-- Exercise input follows --

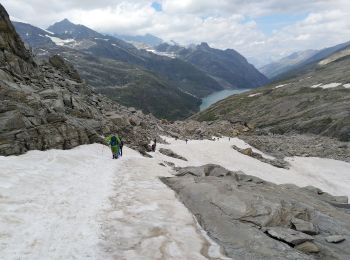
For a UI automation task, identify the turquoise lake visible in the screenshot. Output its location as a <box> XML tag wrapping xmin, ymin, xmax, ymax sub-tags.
<box><xmin>200</xmin><ymin>89</ymin><xmax>250</xmax><ymax>111</ymax></box>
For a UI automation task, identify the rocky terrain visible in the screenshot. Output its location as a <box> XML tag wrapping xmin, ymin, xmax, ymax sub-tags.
<box><xmin>162</xmin><ymin>164</ymin><xmax>350</xmax><ymax>260</ymax></box>
<box><xmin>240</xmin><ymin>133</ymin><xmax>350</xmax><ymax>163</ymax></box>
<box><xmin>193</xmin><ymin>49</ymin><xmax>350</xmax><ymax>143</ymax></box>
<box><xmin>0</xmin><ymin>5</ymin><xmax>165</xmax><ymax>156</ymax></box>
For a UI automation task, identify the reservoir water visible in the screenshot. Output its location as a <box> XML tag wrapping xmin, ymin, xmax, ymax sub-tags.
<box><xmin>200</xmin><ymin>89</ymin><xmax>250</xmax><ymax>111</ymax></box>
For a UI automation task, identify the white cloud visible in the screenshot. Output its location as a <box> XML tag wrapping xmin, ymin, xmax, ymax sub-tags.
<box><xmin>2</xmin><ymin>0</ymin><xmax>350</xmax><ymax>66</ymax></box>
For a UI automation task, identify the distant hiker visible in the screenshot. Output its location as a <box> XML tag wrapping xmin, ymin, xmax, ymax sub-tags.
<box><xmin>105</xmin><ymin>133</ymin><xmax>121</xmax><ymax>159</ymax></box>
<box><xmin>229</xmin><ymin>137</ymin><xmax>231</xmax><ymax>141</ymax></box>
<box><xmin>185</xmin><ymin>139</ymin><xmax>188</xmax><ymax>144</ymax></box>
<box><xmin>119</xmin><ymin>138</ymin><xmax>124</xmax><ymax>157</ymax></box>
<box><xmin>151</xmin><ymin>139</ymin><xmax>157</xmax><ymax>152</ymax></box>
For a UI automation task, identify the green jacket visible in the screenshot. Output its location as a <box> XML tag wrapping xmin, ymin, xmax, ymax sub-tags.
<box><xmin>105</xmin><ymin>135</ymin><xmax>121</xmax><ymax>147</ymax></box>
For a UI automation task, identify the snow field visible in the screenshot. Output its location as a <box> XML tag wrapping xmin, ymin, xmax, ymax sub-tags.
<box><xmin>0</xmin><ymin>144</ymin><xmax>227</xmax><ymax>260</ymax></box>
<box><xmin>156</xmin><ymin>137</ymin><xmax>350</xmax><ymax>199</ymax></box>
<box><xmin>1</xmin><ymin>136</ymin><xmax>349</xmax><ymax>259</ymax></box>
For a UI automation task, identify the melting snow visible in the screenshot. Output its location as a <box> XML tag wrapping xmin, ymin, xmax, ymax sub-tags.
<box><xmin>274</xmin><ymin>84</ymin><xmax>288</xmax><ymax>89</ymax></box>
<box><xmin>248</xmin><ymin>93</ymin><xmax>262</xmax><ymax>97</ymax></box>
<box><xmin>0</xmin><ymin>144</ymin><xmax>227</xmax><ymax>259</ymax></box>
<box><xmin>310</xmin><ymin>84</ymin><xmax>322</xmax><ymax>88</ymax></box>
<box><xmin>46</xmin><ymin>35</ymin><xmax>76</xmax><ymax>46</ymax></box>
<box><xmin>42</xmin><ymin>29</ymin><xmax>54</xmax><ymax>35</ymax></box>
<box><xmin>311</xmin><ymin>83</ymin><xmax>342</xmax><ymax>89</ymax></box>
<box><xmin>1</xmin><ymin>137</ymin><xmax>349</xmax><ymax>259</ymax></box>
<box><xmin>156</xmin><ymin>137</ymin><xmax>350</xmax><ymax>199</ymax></box>
<box><xmin>94</xmin><ymin>38</ymin><xmax>109</xmax><ymax>41</ymax></box>
<box><xmin>146</xmin><ymin>49</ymin><xmax>177</xmax><ymax>59</ymax></box>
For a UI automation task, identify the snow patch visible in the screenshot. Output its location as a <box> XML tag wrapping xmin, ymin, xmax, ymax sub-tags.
<box><xmin>274</xmin><ymin>84</ymin><xmax>288</xmax><ymax>89</ymax></box>
<box><xmin>156</xmin><ymin>137</ymin><xmax>350</xmax><ymax>199</ymax></box>
<box><xmin>310</xmin><ymin>84</ymin><xmax>322</xmax><ymax>88</ymax></box>
<box><xmin>146</xmin><ymin>49</ymin><xmax>177</xmax><ymax>59</ymax></box>
<box><xmin>311</xmin><ymin>83</ymin><xmax>342</xmax><ymax>89</ymax></box>
<box><xmin>343</xmin><ymin>83</ymin><xmax>350</xmax><ymax>89</ymax></box>
<box><xmin>248</xmin><ymin>93</ymin><xmax>262</xmax><ymax>97</ymax></box>
<box><xmin>46</xmin><ymin>35</ymin><xmax>76</xmax><ymax>46</ymax></box>
<box><xmin>42</xmin><ymin>29</ymin><xmax>54</xmax><ymax>35</ymax></box>
<box><xmin>0</xmin><ymin>144</ymin><xmax>226</xmax><ymax>259</ymax></box>
<box><xmin>319</xmin><ymin>83</ymin><xmax>342</xmax><ymax>89</ymax></box>
<box><xmin>94</xmin><ymin>38</ymin><xmax>109</xmax><ymax>41</ymax></box>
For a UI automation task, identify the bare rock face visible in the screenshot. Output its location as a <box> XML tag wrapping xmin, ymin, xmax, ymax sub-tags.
<box><xmin>0</xmin><ymin>4</ymin><xmax>34</xmax><ymax>74</ymax></box>
<box><xmin>49</xmin><ymin>55</ymin><xmax>82</xmax><ymax>83</ymax></box>
<box><xmin>162</xmin><ymin>164</ymin><xmax>350</xmax><ymax>259</ymax></box>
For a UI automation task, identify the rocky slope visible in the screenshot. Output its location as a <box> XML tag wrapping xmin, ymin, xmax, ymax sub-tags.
<box><xmin>259</xmin><ymin>49</ymin><xmax>318</xmax><ymax>79</ymax></box>
<box><xmin>162</xmin><ymin>164</ymin><xmax>350</xmax><ymax>260</ymax></box>
<box><xmin>115</xmin><ymin>33</ymin><xmax>163</xmax><ymax>47</ymax></box>
<box><xmin>155</xmin><ymin>42</ymin><xmax>268</xmax><ymax>89</ymax></box>
<box><xmin>193</xmin><ymin>49</ymin><xmax>350</xmax><ymax>142</ymax></box>
<box><xmin>0</xmin><ymin>4</ymin><xmax>164</xmax><ymax>156</ymax></box>
<box><xmin>13</xmin><ymin>20</ymin><xmax>221</xmax><ymax>119</ymax></box>
<box><xmin>269</xmin><ymin>41</ymin><xmax>350</xmax><ymax>81</ymax></box>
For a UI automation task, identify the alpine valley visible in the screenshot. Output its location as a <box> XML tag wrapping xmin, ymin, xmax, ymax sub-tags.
<box><xmin>1</xmin><ymin>3</ymin><xmax>350</xmax><ymax>260</ymax></box>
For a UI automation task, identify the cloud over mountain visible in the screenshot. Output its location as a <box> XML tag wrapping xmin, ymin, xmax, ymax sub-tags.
<box><xmin>3</xmin><ymin>0</ymin><xmax>350</xmax><ymax>66</ymax></box>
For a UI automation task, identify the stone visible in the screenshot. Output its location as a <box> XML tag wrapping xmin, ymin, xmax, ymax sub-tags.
<box><xmin>325</xmin><ymin>235</ymin><xmax>346</xmax><ymax>243</ymax></box>
<box><xmin>295</xmin><ymin>242</ymin><xmax>320</xmax><ymax>254</ymax></box>
<box><xmin>159</xmin><ymin>148</ymin><xmax>188</xmax><ymax>161</ymax></box>
<box><xmin>291</xmin><ymin>218</ymin><xmax>319</xmax><ymax>235</ymax></box>
<box><xmin>266</xmin><ymin>227</ymin><xmax>314</xmax><ymax>246</ymax></box>
<box><xmin>242</xmin><ymin>147</ymin><xmax>253</xmax><ymax>156</ymax></box>
<box><xmin>39</xmin><ymin>89</ymin><xmax>59</xmax><ymax>99</ymax></box>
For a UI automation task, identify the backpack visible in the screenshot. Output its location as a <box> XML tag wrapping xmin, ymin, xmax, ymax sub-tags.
<box><xmin>110</xmin><ymin>135</ymin><xmax>118</xmax><ymax>146</ymax></box>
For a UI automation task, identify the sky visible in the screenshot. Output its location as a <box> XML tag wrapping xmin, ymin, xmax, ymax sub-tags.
<box><xmin>2</xmin><ymin>0</ymin><xmax>350</xmax><ymax>66</ymax></box>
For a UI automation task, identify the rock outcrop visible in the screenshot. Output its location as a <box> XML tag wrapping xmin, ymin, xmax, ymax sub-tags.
<box><xmin>162</xmin><ymin>164</ymin><xmax>350</xmax><ymax>259</ymax></box>
<box><xmin>159</xmin><ymin>148</ymin><xmax>188</xmax><ymax>161</ymax></box>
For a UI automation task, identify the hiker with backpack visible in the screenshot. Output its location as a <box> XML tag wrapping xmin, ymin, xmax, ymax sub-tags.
<box><xmin>105</xmin><ymin>133</ymin><xmax>121</xmax><ymax>159</ymax></box>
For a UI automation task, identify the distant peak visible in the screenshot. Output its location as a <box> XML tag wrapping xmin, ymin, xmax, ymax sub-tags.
<box><xmin>59</xmin><ymin>18</ymin><xmax>74</xmax><ymax>25</ymax></box>
<box><xmin>199</xmin><ymin>42</ymin><xmax>210</xmax><ymax>49</ymax></box>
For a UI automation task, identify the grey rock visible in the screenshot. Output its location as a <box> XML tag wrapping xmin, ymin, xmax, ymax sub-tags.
<box><xmin>295</xmin><ymin>241</ymin><xmax>320</xmax><ymax>254</ymax></box>
<box><xmin>325</xmin><ymin>235</ymin><xmax>346</xmax><ymax>243</ymax></box>
<box><xmin>291</xmin><ymin>218</ymin><xmax>319</xmax><ymax>235</ymax></box>
<box><xmin>266</xmin><ymin>227</ymin><xmax>314</xmax><ymax>245</ymax></box>
<box><xmin>159</xmin><ymin>148</ymin><xmax>187</xmax><ymax>161</ymax></box>
<box><xmin>232</xmin><ymin>144</ymin><xmax>290</xmax><ymax>169</ymax></box>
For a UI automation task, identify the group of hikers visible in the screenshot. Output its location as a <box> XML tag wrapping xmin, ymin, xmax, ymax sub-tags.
<box><xmin>105</xmin><ymin>134</ymin><xmax>190</xmax><ymax>159</ymax></box>
<box><xmin>105</xmin><ymin>134</ymin><xmax>124</xmax><ymax>159</ymax></box>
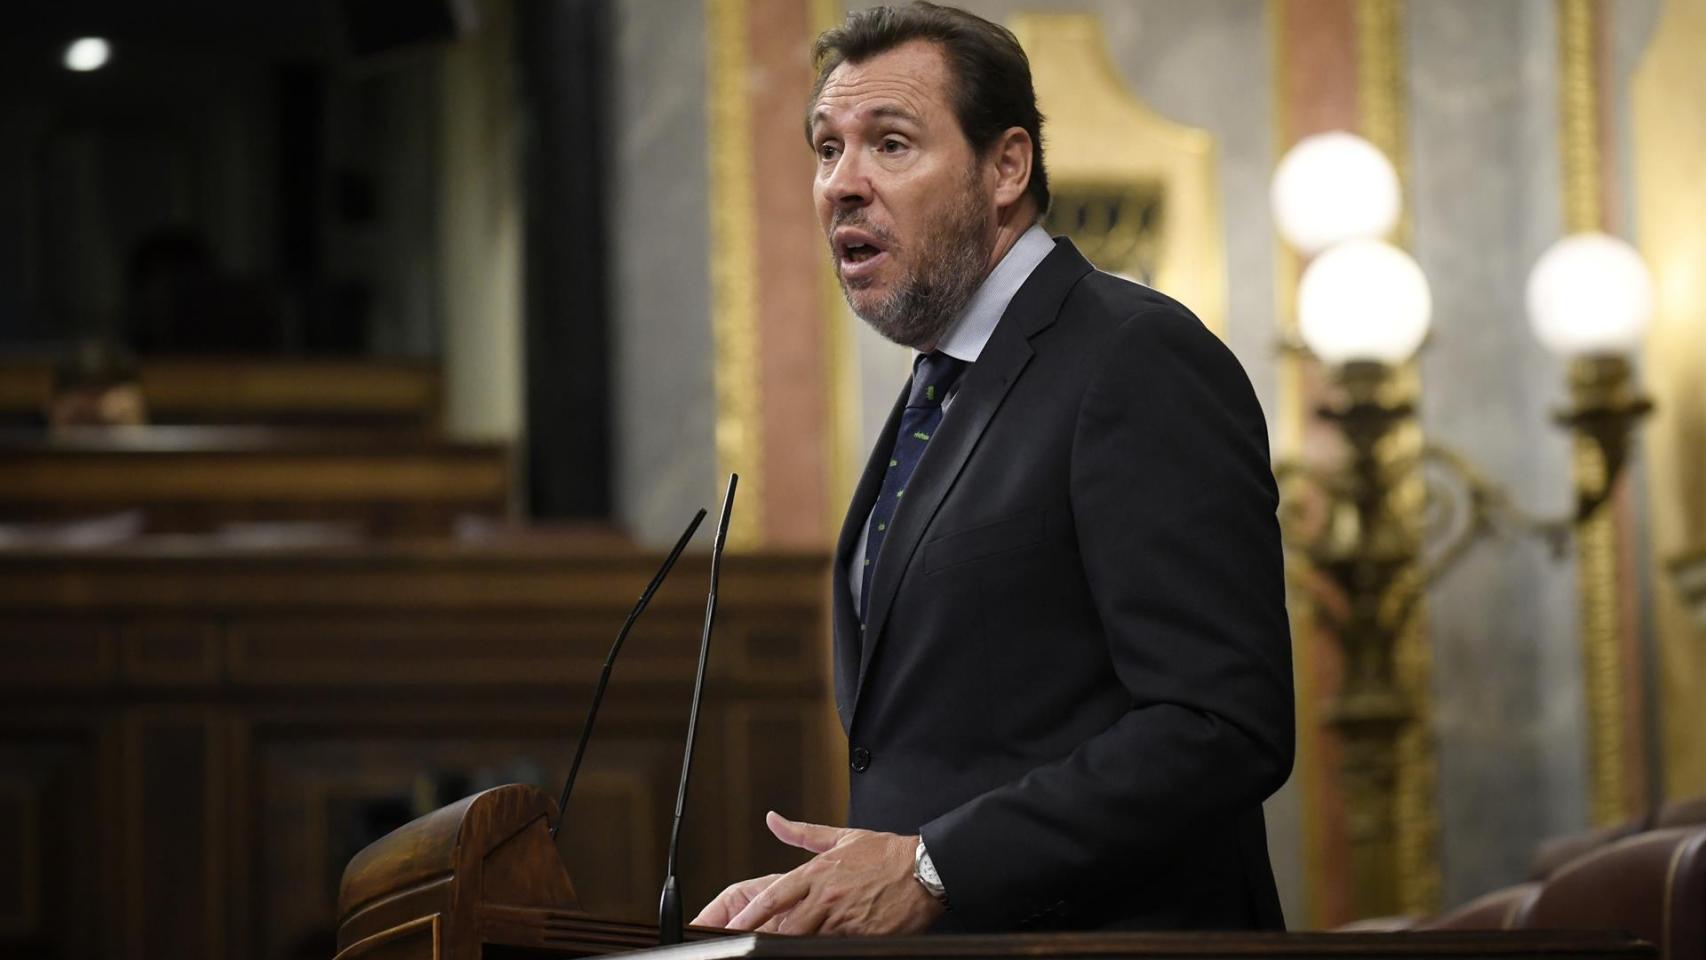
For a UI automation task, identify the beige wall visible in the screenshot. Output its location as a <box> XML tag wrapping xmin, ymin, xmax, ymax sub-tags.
<box><xmin>440</xmin><ymin>0</ymin><xmax>524</xmax><ymax>443</ymax></box>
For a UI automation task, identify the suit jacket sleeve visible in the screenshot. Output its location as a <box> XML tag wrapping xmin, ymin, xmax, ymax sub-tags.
<box><xmin>918</xmin><ymin>302</ymin><xmax>1295</xmax><ymax>927</ymax></box>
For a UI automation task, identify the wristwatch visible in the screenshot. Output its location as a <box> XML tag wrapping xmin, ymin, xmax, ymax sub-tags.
<box><xmin>913</xmin><ymin>839</ymin><xmax>949</xmax><ymax>905</ymax></box>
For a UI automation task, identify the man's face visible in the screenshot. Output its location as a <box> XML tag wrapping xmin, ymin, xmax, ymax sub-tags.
<box><xmin>810</xmin><ymin>41</ymin><xmax>995</xmax><ymax>349</ymax></box>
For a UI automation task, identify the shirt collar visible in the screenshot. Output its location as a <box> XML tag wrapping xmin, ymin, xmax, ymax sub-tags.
<box><xmin>929</xmin><ymin>223</ymin><xmax>1055</xmax><ymax>364</ymax></box>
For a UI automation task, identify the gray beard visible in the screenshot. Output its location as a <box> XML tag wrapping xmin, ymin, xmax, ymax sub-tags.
<box><xmin>836</xmin><ymin>179</ymin><xmax>992</xmax><ymax>350</ymax></box>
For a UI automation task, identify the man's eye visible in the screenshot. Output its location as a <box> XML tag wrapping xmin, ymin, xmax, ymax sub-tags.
<box><xmin>818</xmin><ymin>142</ymin><xmax>839</xmax><ymax>160</ymax></box>
<box><xmin>880</xmin><ymin>139</ymin><xmax>906</xmax><ymax>154</ymax></box>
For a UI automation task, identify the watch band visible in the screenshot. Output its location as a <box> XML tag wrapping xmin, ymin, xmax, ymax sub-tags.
<box><xmin>913</xmin><ymin>839</ymin><xmax>949</xmax><ymax>904</ymax></box>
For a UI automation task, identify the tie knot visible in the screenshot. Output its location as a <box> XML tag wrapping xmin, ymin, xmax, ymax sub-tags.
<box><xmin>908</xmin><ymin>352</ymin><xmax>966</xmax><ymax>408</ymax></box>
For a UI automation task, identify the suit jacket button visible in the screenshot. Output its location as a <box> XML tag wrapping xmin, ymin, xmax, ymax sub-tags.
<box><xmin>850</xmin><ymin>747</ymin><xmax>871</xmax><ymax>772</ymax></box>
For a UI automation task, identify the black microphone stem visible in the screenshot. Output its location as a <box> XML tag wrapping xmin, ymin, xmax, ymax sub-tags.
<box><xmin>551</xmin><ymin>508</ymin><xmax>707</xmax><ymax>840</ymax></box>
<box><xmin>659</xmin><ymin>473</ymin><xmax>737</xmax><ymax>945</ymax></box>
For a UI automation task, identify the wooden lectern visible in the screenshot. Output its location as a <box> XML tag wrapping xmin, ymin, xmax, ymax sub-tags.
<box><xmin>336</xmin><ymin>783</ymin><xmax>1653</xmax><ymax>960</ymax></box>
<box><xmin>335</xmin><ymin>783</ymin><xmax>700</xmax><ymax>960</ymax></box>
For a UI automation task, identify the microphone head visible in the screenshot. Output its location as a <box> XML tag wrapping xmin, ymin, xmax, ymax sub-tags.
<box><xmin>710</xmin><ymin>473</ymin><xmax>737</xmax><ymax>554</ymax></box>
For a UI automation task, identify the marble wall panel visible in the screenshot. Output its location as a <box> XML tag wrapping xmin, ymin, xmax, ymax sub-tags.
<box><xmin>1407</xmin><ymin>0</ymin><xmax>1588</xmax><ymax>908</ymax></box>
<box><xmin>610</xmin><ymin>0</ymin><xmax>720</xmax><ymax>543</ymax></box>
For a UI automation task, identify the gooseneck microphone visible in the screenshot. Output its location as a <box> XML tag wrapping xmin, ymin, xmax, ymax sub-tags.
<box><xmin>658</xmin><ymin>473</ymin><xmax>737</xmax><ymax>945</ymax></box>
<box><xmin>550</xmin><ymin>507</ymin><xmax>708</xmax><ymax>840</ymax></box>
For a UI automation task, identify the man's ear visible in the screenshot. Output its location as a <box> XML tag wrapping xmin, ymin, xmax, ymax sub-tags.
<box><xmin>988</xmin><ymin>126</ymin><xmax>1034</xmax><ymax>212</ymax></box>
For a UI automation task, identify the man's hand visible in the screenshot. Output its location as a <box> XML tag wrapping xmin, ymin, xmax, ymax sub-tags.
<box><xmin>690</xmin><ymin>811</ymin><xmax>945</xmax><ymax>936</ymax></box>
<box><xmin>691</xmin><ymin>872</ymin><xmax>786</xmax><ymax>928</ymax></box>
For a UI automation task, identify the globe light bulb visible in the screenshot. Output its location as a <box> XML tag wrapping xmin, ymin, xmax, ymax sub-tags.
<box><xmin>1271</xmin><ymin>132</ymin><xmax>1402</xmax><ymax>255</ymax></box>
<box><xmin>64</xmin><ymin>37</ymin><xmax>111</xmax><ymax>72</ymax></box>
<box><xmin>1297</xmin><ymin>239</ymin><xmax>1432</xmax><ymax>366</ymax></box>
<box><xmin>1526</xmin><ymin>232</ymin><xmax>1654</xmax><ymax>357</ymax></box>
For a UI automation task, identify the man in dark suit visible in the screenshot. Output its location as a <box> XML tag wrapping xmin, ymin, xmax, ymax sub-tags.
<box><xmin>694</xmin><ymin>2</ymin><xmax>1293</xmax><ymax>935</ymax></box>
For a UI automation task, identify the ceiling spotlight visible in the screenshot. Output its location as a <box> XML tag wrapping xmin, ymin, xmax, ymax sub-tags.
<box><xmin>64</xmin><ymin>37</ymin><xmax>111</xmax><ymax>72</ymax></box>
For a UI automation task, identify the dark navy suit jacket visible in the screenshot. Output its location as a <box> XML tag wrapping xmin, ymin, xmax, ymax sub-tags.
<box><xmin>830</xmin><ymin>238</ymin><xmax>1294</xmax><ymax>931</ymax></box>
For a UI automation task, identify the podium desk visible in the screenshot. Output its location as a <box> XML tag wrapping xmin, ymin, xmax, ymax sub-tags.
<box><xmin>619</xmin><ymin>932</ymin><xmax>1652</xmax><ymax>960</ymax></box>
<box><xmin>334</xmin><ymin>785</ymin><xmax>1651</xmax><ymax>960</ymax></box>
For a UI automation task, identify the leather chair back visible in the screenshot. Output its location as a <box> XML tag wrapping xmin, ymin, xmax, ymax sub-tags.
<box><xmin>1658</xmin><ymin>795</ymin><xmax>1706</xmax><ymax>829</ymax></box>
<box><xmin>1525</xmin><ymin>826</ymin><xmax>1706</xmax><ymax>959</ymax></box>
<box><xmin>1529</xmin><ymin>817</ymin><xmax>1648</xmax><ymax>880</ymax></box>
<box><xmin>1420</xmin><ymin>883</ymin><xmax>1542</xmax><ymax>930</ymax></box>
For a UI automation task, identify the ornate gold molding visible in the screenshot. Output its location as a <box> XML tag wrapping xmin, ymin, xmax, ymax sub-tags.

-- Exercise input concluded --

■ **Task goal**:
Word for word, restate the line with "For a UI automation task, identify the man in" and all remaining lines of the material, stopping only at the final line.

■ **Answer section**:
For a UI automation task, identify the man in dark suit visible in the screenshot. Output its location as a <box> XML tag wrapping xmin, ymin, xmax, ymax sub-tags.
<box><xmin>694</xmin><ymin>2</ymin><xmax>1293</xmax><ymax>935</ymax></box>
For a UI automation task, identify the ceiling spotlight visible in the screenshot. Output its location as a <box> XML tag wrapping xmin, ymin, xmax, ymax sub-tags.
<box><xmin>64</xmin><ymin>37</ymin><xmax>111</xmax><ymax>72</ymax></box>
For a UI automation task, identify the dark navy suit jacket visible in the screenshot. Output its location as a <box> XML tag wrapping xmin, ymin, xmax, ymax sub-tags.
<box><xmin>830</xmin><ymin>238</ymin><xmax>1294</xmax><ymax>931</ymax></box>
For a UI automation task, identify the podium desk visible in the screenshot. Output its location as a <box> XML tag wrapping xmin, ymin, xmax, ymax sub-tags.
<box><xmin>619</xmin><ymin>932</ymin><xmax>1652</xmax><ymax>960</ymax></box>
<box><xmin>334</xmin><ymin>785</ymin><xmax>1651</xmax><ymax>960</ymax></box>
For a UI automation task, identify the leather chair back visible in the screenshot. Output its location as a <box> XML tag wrapping xmin, ymin, xmax, ymax sub-tags.
<box><xmin>1658</xmin><ymin>795</ymin><xmax>1706</xmax><ymax>829</ymax></box>
<box><xmin>1525</xmin><ymin>826</ymin><xmax>1706</xmax><ymax>959</ymax></box>
<box><xmin>1529</xmin><ymin>817</ymin><xmax>1648</xmax><ymax>880</ymax></box>
<box><xmin>1420</xmin><ymin>883</ymin><xmax>1542</xmax><ymax>930</ymax></box>
For a UI automation task, identify the ornate gold molding visible in the screenshot. Output its location as a <box> XML tag wrapping xmin, ymin, xmax, ymax sub-tags.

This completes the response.